DATA FOR PROCESSING:
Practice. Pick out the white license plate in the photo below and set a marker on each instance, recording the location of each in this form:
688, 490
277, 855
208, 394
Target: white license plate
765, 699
---
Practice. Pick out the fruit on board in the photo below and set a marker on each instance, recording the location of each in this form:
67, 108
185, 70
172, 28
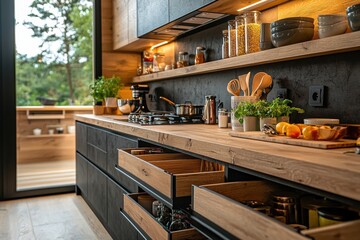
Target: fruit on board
--
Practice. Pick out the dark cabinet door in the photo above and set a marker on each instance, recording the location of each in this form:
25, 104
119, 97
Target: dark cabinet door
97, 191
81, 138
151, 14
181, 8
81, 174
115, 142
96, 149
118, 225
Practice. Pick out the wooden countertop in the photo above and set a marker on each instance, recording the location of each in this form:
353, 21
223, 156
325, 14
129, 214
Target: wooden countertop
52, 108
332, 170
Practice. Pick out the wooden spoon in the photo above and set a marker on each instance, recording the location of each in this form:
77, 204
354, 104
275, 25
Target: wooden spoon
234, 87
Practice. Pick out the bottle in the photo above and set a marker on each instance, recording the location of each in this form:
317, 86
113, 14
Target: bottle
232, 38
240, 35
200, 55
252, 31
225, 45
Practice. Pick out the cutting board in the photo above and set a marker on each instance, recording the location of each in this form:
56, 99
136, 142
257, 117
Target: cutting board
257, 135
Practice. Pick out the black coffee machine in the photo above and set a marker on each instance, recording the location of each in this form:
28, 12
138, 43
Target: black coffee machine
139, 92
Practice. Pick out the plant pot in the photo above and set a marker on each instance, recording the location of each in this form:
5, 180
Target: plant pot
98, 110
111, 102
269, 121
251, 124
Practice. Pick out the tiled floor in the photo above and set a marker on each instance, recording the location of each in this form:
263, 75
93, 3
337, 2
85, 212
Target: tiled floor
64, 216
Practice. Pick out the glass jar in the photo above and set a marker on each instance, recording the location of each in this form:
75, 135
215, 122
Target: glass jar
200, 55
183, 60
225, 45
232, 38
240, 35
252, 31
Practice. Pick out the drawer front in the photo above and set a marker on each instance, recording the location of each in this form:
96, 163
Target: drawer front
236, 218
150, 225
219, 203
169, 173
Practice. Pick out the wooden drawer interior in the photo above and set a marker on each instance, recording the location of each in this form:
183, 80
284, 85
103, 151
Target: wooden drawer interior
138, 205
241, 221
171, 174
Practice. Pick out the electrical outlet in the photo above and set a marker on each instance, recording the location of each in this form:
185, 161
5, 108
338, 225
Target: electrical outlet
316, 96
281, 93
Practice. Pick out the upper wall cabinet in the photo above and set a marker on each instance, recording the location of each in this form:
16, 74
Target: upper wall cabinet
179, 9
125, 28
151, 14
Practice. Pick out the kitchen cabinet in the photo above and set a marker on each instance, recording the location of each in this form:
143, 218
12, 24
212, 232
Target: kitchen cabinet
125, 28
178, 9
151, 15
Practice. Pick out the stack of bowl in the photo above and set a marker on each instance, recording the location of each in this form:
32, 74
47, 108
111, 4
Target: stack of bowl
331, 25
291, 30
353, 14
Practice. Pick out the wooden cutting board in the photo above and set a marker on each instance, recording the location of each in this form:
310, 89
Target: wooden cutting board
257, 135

TASK PROMPT:
Check each line of the material for the string "below" and say how many lines have it. Give the number only.

SOLUTION FOR THIS PROBLEM:
2